Start of Block
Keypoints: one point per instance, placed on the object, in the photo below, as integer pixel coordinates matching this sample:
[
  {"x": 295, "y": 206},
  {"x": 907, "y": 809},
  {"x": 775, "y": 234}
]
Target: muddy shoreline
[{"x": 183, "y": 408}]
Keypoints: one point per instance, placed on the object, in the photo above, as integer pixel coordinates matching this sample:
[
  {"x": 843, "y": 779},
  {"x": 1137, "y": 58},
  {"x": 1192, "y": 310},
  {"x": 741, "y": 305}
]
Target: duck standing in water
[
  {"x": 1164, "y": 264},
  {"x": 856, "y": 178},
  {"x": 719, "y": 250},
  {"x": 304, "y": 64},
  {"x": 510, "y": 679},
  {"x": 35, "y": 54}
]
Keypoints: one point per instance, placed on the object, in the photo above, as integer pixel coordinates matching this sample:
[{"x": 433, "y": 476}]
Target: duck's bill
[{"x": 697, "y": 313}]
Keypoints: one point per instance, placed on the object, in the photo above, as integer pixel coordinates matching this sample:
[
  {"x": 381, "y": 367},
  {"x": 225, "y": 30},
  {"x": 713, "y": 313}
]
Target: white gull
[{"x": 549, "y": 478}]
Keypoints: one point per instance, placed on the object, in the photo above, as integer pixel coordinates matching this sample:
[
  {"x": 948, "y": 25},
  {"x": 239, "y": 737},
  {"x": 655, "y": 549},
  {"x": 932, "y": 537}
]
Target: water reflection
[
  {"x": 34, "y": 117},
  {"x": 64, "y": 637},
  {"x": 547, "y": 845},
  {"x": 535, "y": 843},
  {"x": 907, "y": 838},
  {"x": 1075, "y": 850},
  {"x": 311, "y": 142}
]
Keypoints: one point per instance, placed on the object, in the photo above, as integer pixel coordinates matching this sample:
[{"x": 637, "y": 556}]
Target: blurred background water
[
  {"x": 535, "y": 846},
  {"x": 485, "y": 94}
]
End of Block
▸ PROBLEM: Each record above needs to be transcribed word for word.

▸ TASK OUTPUT:
Keypoints: one point per instance, placed on the object, in the photo below, as integer pixel coordinates matching this sample:
[
  {"x": 295, "y": 206},
  {"x": 907, "y": 809},
  {"x": 775, "y": 234}
]
Target: muddy shoreline
[{"x": 183, "y": 408}]
Keypoints: one point per instance, placed on the object, in the photo above, as integer pixel coordinates matching this sample:
[
  {"x": 843, "y": 779},
  {"x": 1137, "y": 58},
  {"x": 1192, "y": 310},
  {"x": 741, "y": 305}
]
Target: duck standing in water
[
  {"x": 1164, "y": 264},
  {"x": 856, "y": 178},
  {"x": 719, "y": 250},
  {"x": 304, "y": 64},
  {"x": 510, "y": 679},
  {"x": 35, "y": 54}
]
Keypoints: one point per instance, placed on the object, in the photo above, as integer pixel coordinates matching this sample:
[{"x": 433, "y": 476}]
Target: duck's bill
[{"x": 697, "y": 313}]
Keypoints: one point per instance, placed on the object, in the photo above, as integer pixel coordinates matching this sample:
[
  {"x": 381, "y": 367},
  {"x": 225, "y": 30},
  {"x": 713, "y": 313}
]
Target: white gull
[{"x": 549, "y": 478}]
Keypoints: one point per instance, placed on the object, in the photo above, as integer pixel coordinates matching this sample:
[
  {"x": 948, "y": 25},
  {"x": 239, "y": 737},
  {"x": 655, "y": 549},
  {"x": 932, "y": 537}
]
Target: water reflection
[
  {"x": 34, "y": 117},
  {"x": 64, "y": 637},
  {"x": 547, "y": 845},
  {"x": 535, "y": 843},
  {"x": 907, "y": 838},
  {"x": 1075, "y": 850},
  {"x": 311, "y": 142}
]
Keypoints: one point per instance, placed on the object, in the photo above, as integer pixel coordinates matching this sample:
[{"x": 637, "y": 556}]
Target: blurred background water
[
  {"x": 535, "y": 846},
  {"x": 485, "y": 94}
]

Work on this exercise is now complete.